═══ DATA RECORDS

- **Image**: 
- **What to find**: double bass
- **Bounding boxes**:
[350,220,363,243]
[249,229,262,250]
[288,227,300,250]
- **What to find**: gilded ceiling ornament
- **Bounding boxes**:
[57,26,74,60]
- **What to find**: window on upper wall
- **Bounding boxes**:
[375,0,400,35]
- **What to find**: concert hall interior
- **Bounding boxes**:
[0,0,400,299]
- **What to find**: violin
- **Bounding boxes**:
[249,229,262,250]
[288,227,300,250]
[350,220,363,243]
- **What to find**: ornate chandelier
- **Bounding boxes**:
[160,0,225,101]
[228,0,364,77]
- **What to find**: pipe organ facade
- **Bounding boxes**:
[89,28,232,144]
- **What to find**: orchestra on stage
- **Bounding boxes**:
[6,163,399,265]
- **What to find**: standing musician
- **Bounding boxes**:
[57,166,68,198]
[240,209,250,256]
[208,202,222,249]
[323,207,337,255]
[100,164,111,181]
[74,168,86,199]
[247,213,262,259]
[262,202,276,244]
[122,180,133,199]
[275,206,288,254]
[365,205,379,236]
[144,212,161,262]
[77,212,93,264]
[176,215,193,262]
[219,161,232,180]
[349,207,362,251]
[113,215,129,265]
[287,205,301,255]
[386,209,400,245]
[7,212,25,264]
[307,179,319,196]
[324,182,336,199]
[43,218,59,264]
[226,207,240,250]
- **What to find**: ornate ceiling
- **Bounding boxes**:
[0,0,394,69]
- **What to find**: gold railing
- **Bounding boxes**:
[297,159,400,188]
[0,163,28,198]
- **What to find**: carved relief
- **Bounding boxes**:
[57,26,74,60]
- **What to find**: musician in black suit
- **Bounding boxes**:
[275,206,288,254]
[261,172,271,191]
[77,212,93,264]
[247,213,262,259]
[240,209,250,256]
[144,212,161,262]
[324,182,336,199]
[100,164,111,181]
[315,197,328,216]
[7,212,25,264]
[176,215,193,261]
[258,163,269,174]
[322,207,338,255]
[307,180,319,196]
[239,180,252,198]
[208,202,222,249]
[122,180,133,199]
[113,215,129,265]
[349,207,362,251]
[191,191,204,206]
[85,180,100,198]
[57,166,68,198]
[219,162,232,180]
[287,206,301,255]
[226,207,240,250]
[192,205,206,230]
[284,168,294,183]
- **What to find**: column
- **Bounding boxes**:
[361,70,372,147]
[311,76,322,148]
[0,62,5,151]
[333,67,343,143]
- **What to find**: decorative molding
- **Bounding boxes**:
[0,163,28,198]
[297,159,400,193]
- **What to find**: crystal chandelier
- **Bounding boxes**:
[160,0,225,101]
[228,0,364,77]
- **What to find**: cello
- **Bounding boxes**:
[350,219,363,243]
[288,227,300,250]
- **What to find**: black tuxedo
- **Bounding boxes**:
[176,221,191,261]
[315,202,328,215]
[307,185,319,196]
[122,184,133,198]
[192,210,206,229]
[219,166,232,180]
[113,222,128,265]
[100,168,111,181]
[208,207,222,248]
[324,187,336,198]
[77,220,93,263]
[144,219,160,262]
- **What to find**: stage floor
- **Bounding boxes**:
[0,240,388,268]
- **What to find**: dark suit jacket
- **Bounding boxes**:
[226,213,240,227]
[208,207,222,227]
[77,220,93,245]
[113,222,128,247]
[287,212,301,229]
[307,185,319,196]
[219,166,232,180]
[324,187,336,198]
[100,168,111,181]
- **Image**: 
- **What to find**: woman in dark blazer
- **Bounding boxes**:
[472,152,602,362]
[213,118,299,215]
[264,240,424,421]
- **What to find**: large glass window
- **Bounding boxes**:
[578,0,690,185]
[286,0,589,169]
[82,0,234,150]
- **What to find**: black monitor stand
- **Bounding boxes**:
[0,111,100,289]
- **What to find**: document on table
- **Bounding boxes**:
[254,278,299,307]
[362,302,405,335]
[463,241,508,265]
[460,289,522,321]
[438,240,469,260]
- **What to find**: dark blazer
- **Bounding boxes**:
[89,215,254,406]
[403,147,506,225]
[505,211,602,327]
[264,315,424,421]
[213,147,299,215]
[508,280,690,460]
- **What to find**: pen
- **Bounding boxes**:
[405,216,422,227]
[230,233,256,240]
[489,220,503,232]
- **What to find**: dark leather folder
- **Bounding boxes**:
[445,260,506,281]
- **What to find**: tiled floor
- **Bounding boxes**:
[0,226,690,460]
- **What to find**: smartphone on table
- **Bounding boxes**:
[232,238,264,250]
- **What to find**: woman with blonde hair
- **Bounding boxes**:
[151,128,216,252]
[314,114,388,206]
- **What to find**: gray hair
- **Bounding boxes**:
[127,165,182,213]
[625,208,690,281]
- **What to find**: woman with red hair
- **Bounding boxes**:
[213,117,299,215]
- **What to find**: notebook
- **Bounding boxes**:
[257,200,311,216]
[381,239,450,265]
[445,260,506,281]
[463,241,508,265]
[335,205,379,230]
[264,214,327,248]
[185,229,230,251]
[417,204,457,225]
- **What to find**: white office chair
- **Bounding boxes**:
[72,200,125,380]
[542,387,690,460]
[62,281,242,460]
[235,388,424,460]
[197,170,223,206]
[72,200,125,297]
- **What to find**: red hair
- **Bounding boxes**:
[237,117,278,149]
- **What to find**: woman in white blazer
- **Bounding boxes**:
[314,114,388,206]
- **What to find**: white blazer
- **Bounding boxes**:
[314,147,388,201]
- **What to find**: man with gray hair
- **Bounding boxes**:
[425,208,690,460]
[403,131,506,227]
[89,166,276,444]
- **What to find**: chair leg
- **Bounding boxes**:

══════

[EXERCISE DIRECTIONS]
Retype the lines exactly, beginning at the line that contains "- **What to find**: man with gray hair" and continuing through the end of the lines, with both ends included.

[RIGHT ANSWER]
- **What to find**: man with gray hair
- **Bounding boxes**:
[425,208,690,460]
[403,131,506,227]
[89,166,276,444]
- **What to find**: chair leg
- **Bounding boxes**:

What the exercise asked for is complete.